-- WHAT TO WORK ON --
Copy every record below exactly.
═══ DATA EXCERPTS
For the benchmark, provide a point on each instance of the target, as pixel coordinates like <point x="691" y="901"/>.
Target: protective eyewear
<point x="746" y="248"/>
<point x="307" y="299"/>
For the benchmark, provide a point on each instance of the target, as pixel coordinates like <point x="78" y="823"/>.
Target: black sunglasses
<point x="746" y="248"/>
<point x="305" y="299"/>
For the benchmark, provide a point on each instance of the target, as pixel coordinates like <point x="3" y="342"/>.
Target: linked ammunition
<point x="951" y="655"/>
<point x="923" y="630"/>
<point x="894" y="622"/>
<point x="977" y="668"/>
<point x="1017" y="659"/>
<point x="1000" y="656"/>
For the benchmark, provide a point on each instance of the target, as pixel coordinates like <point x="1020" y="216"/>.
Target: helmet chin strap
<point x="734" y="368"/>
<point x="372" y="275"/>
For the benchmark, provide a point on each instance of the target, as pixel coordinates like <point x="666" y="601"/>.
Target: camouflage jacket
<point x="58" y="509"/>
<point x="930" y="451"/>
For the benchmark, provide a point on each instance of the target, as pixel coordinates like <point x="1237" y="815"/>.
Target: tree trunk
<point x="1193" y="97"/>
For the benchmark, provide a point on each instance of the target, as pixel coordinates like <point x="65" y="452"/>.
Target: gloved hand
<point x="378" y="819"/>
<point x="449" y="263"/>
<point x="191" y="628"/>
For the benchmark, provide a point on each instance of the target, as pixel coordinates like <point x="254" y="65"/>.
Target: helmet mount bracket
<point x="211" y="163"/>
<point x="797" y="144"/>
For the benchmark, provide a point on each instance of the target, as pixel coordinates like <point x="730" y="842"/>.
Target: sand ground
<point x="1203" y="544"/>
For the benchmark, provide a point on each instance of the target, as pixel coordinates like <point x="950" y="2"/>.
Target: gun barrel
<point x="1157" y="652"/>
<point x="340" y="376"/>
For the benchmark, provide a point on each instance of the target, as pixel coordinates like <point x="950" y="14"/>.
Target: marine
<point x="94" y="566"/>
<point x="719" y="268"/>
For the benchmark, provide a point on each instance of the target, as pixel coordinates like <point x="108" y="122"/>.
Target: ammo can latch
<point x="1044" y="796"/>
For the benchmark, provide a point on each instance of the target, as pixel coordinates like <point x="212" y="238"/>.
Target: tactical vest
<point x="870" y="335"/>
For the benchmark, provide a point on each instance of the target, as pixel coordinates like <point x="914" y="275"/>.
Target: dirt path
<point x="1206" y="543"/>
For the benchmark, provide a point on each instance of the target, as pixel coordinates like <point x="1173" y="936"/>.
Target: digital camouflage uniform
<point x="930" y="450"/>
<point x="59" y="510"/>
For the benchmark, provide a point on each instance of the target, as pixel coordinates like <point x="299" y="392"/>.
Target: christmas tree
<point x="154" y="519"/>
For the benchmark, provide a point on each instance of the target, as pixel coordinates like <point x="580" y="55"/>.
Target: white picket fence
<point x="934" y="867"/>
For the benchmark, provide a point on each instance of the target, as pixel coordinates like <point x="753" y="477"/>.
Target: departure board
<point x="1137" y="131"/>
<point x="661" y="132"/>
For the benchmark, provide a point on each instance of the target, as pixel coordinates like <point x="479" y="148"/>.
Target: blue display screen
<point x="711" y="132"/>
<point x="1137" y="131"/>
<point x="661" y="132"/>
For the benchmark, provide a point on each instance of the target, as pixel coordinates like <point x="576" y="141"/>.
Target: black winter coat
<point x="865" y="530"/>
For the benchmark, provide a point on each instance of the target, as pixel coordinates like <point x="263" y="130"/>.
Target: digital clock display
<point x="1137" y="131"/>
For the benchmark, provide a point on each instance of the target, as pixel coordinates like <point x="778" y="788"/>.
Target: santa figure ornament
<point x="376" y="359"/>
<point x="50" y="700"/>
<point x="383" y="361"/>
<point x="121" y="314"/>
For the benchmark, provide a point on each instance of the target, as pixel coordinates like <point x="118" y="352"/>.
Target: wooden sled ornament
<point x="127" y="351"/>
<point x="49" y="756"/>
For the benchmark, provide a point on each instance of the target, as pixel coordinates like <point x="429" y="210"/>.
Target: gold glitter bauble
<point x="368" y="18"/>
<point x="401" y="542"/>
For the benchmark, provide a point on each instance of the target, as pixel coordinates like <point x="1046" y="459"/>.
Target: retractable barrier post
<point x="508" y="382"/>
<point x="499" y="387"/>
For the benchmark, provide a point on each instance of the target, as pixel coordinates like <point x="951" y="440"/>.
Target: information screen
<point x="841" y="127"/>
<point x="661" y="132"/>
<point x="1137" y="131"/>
══════
-- OUTPUT FOR THIS EXERCISE --
For the benchmark, provide a point on each instance of the target, as pixel coordinates like <point x="691" y="901"/>.
Target: protective eyewear
<point x="746" y="248"/>
<point x="307" y="299"/>
For the benchmark, provide a point on each instance of the target, as pixel coordinates like <point x="78" y="823"/>.
Target: black sunglasses
<point x="746" y="248"/>
<point x="305" y="299"/>
For the benchmark, provide a point on each instance of the target, as pixel coordinates like <point x="3" y="342"/>.
Target: linked ammunition
<point x="951" y="655"/>
<point x="923" y="630"/>
<point x="894" y="622"/>
<point x="977" y="668"/>
<point x="1017" y="659"/>
<point x="1000" y="656"/>
For the benchmark, provide a point on each instance of the target, as pixel coordinates like <point x="1020" y="216"/>.
Target: helmet chin strap
<point x="734" y="368"/>
<point x="372" y="275"/>
For the benchmark, provide a point on each instance of the target, as pixel coordinates like <point x="666" y="601"/>.
Target: camouflage jacket
<point x="58" y="509"/>
<point x="930" y="451"/>
For the benchmark, provide a point on each instance of the target, as pixel coordinates like <point x="1237" y="815"/>.
Target: tree trunk
<point x="1193" y="97"/>
For the benchmark, provide a point on each instance of the target, as pixel coordinates like <point x="65" y="452"/>.
Target: gloved hand
<point x="378" y="819"/>
<point x="449" y="263"/>
<point x="191" y="628"/>
For the benchmark, provide a point on each instance of the target, as pixel coordinates like <point x="254" y="65"/>.
Target: helmet mount bracket
<point x="211" y="163"/>
<point x="797" y="144"/>
For the benchmark, provide a point on each instance of the target, as pixel coordinates like <point x="730" y="842"/>.
Target: sand ground
<point x="1203" y="544"/>
For the benchmark, provide a point on each instance of the target, as pixel coordinates like <point x="950" y="2"/>.
Target: gun barrel
<point x="1157" y="652"/>
<point x="340" y="376"/>
For the benchmark, provide a point on each instance of the target, as pixel coordinates like <point x="950" y="14"/>.
Target: marine
<point x="94" y="566"/>
<point x="719" y="268"/>
For the benchmark, provide a point on each instance of the target, as pixel coordinates like <point x="108" y="122"/>.
Target: ammo can latch
<point x="1044" y="796"/>
For the benchmark, provide a point on each instance of the target, as pixel coordinates like <point x="212" y="238"/>.
Target: tactical vest
<point x="870" y="335"/>
For the benchmark, provide a point on each instance of the target, as pixel coordinates like <point x="914" y="275"/>.
Target: dirt path
<point x="1206" y="543"/>
For the benchmark, provide a point on each instance of the target, as pixel coordinates like <point x="1173" y="936"/>.
Target: digital camouflage uniform
<point x="930" y="450"/>
<point x="59" y="510"/>
For the benchmark, provide a point on each instance of the target, as pixel coordinates like <point x="299" y="392"/>.
Target: christmas tree
<point x="154" y="519"/>
For the benchmark, provide a point on each instance of the target, as pixel coordinates like <point x="580" y="55"/>.
Target: white picket fence
<point x="934" y="867"/>
For the benchmark, provide a point on each instance of the target, as pixel coordinates like <point x="753" y="477"/>.
Target: departure board
<point x="1137" y="131"/>
<point x="661" y="132"/>
For the benchmark, provide a point on each instance of the target, as pixel coordinates like <point x="479" y="148"/>.
Target: blue display screen
<point x="711" y="132"/>
<point x="1137" y="131"/>
<point x="661" y="132"/>
For the benchmark, provide a point on each instance of the target, as pixel coordinates like <point x="576" y="141"/>.
Target: black winter coat
<point x="865" y="530"/>
For the benchmark, provide a point on each instance of the target, as pixel coordinates like <point x="263" y="130"/>.
Target: digital clock display
<point x="1137" y="131"/>
For the benchmark, provide a point on each instance of the target, as pixel coordinates like <point x="778" y="788"/>.
Target: santa figure ornament
<point x="376" y="359"/>
<point x="50" y="700"/>
<point x="383" y="361"/>
<point x="121" y="314"/>
For the benchmark, provide a point on each instance of the target, as pixel coordinates like <point x="118" y="352"/>.
Target: wooden sled ornament
<point x="127" y="351"/>
<point x="49" y="756"/>
For the benchmark, provide a point on each instance of the target, as pixel coordinates like <point x="429" y="210"/>.
Target: gold glitter bauble
<point x="368" y="18"/>
<point x="401" y="542"/>
For the benchmark, provide a point on each instance of the target, as pixel coordinates like <point x="1046" y="459"/>.
Target: retractable barrier post
<point x="508" y="382"/>
<point x="499" y="387"/>
For the benchmark, provide a point on each instance of the target, as pixel coordinates like <point x="951" y="440"/>.
Target: information screen
<point x="841" y="127"/>
<point x="661" y="132"/>
<point x="1137" y="131"/>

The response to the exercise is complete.